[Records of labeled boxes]
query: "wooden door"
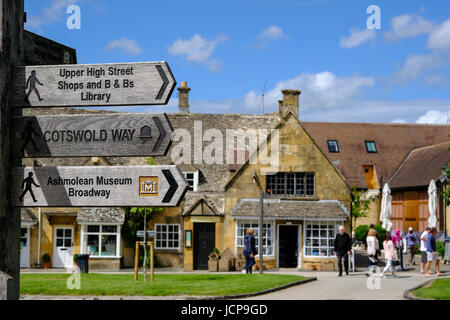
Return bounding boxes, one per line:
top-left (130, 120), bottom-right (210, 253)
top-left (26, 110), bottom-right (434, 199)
top-left (194, 223), bottom-right (216, 270)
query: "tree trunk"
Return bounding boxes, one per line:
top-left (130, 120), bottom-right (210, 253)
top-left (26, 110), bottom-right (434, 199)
top-left (143, 209), bottom-right (147, 281)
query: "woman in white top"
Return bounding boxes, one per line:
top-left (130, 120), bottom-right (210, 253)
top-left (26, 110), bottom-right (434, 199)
top-left (364, 228), bottom-right (380, 277)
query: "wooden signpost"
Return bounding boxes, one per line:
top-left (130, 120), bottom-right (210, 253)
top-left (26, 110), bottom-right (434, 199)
top-left (10, 165), bottom-right (188, 207)
top-left (11, 113), bottom-right (173, 158)
top-left (13, 61), bottom-right (176, 107)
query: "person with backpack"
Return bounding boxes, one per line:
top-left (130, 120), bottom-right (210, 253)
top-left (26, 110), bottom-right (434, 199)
top-left (364, 228), bottom-right (380, 277)
top-left (381, 232), bottom-right (397, 278)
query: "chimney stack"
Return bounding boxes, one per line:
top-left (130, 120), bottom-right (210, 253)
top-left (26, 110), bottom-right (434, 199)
top-left (177, 81), bottom-right (191, 113)
top-left (278, 89), bottom-right (302, 118)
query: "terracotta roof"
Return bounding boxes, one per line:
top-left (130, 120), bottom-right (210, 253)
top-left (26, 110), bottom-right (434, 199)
top-left (231, 199), bottom-right (349, 219)
top-left (302, 122), bottom-right (450, 188)
top-left (77, 208), bottom-right (125, 224)
top-left (389, 142), bottom-right (450, 189)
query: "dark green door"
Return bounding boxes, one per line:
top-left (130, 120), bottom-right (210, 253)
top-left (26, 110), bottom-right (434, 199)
top-left (194, 223), bottom-right (216, 270)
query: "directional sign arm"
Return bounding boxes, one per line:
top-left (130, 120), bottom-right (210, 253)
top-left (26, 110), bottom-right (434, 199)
top-left (156, 65), bottom-right (169, 100)
top-left (162, 170), bottom-right (178, 203)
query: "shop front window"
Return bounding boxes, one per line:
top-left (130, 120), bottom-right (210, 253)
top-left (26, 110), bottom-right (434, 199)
top-left (236, 220), bottom-right (275, 256)
top-left (82, 225), bottom-right (120, 257)
top-left (304, 221), bottom-right (342, 257)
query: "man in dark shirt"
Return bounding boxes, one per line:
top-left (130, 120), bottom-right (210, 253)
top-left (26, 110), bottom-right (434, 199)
top-left (334, 226), bottom-right (352, 277)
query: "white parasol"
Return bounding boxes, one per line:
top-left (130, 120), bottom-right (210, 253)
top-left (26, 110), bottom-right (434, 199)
top-left (380, 183), bottom-right (392, 232)
top-left (428, 179), bottom-right (437, 228)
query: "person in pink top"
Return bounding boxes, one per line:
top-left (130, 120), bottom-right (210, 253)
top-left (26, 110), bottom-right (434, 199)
top-left (392, 229), bottom-right (402, 249)
top-left (381, 233), bottom-right (397, 278)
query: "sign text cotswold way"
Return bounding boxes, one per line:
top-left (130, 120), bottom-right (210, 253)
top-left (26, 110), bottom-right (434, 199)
top-left (13, 62), bottom-right (176, 107)
top-left (10, 165), bottom-right (188, 207)
top-left (11, 113), bottom-right (173, 157)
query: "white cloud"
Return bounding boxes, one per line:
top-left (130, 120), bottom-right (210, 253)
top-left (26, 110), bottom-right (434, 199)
top-left (26, 0), bottom-right (81, 29)
top-left (384, 14), bottom-right (435, 41)
top-left (259, 26), bottom-right (286, 40)
top-left (427, 19), bottom-right (450, 50)
top-left (106, 38), bottom-right (142, 57)
top-left (416, 110), bottom-right (450, 124)
top-left (243, 71), bottom-right (375, 111)
top-left (391, 119), bottom-right (408, 123)
top-left (391, 53), bottom-right (449, 85)
top-left (339, 29), bottom-right (376, 49)
top-left (169, 34), bottom-right (228, 72)
top-left (255, 26), bottom-right (289, 49)
top-left (423, 74), bottom-right (447, 88)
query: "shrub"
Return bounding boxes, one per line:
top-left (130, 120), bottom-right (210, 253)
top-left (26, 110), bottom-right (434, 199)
top-left (355, 224), bottom-right (369, 243)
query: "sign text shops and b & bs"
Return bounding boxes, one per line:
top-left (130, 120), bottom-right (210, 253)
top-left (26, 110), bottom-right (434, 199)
top-left (13, 62), bottom-right (176, 107)
top-left (10, 165), bottom-right (188, 207)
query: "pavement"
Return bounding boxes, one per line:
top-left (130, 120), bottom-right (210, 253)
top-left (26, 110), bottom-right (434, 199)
top-left (21, 250), bottom-right (450, 300)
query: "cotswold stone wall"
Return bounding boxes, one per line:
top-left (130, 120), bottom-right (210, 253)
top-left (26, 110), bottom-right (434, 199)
top-left (0, 0), bottom-right (24, 299)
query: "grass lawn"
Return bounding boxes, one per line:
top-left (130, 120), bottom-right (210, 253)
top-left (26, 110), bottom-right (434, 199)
top-left (20, 273), bottom-right (306, 296)
top-left (412, 278), bottom-right (450, 300)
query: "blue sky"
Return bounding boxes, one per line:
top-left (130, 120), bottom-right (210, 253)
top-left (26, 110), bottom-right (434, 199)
top-left (25, 0), bottom-right (450, 123)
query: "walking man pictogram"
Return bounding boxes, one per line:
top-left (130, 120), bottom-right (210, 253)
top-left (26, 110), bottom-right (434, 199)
top-left (19, 172), bottom-right (41, 202)
top-left (22, 121), bottom-right (39, 151)
top-left (25, 70), bottom-right (44, 101)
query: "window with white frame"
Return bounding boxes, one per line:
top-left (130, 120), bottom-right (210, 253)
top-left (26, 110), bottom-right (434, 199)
top-left (155, 224), bottom-right (180, 249)
top-left (304, 221), bottom-right (342, 257)
top-left (183, 171), bottom-right (198, 191)
top-left (236, 220), bottom-right (274, 256)
top-left (81, 224), bottom-right (120, 257)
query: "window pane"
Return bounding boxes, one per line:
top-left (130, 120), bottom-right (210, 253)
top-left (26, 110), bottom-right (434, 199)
top-left (276, 172), bottom-right (286, 194)
top-left (102, 235), bottom-right (117, 256)
top-left (86, 234), bottom-right (99, 256)
top-left (88, 225), bottom-right (100, 232)
top-left (102, 226), bottom-right (117, 233)
top-left (286, 173), bottom-right (295, 195)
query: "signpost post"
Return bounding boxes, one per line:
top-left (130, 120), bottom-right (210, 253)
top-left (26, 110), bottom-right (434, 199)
top-left (10, 165), bottom-right (188, 207)
top-left (11, 113), bottom-right (173, 158)
top-left (13, 61), bottom-right (176, 108)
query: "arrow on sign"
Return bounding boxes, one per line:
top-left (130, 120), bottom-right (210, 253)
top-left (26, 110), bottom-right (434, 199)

* [SHORT PROBLEM]:
Which lines in the listing contain the word "text"? Return each of them in full.

* [ANSWER FOR THE TASK]:
query: "sign text cotswold way"
query: "sign text shops and b & bs"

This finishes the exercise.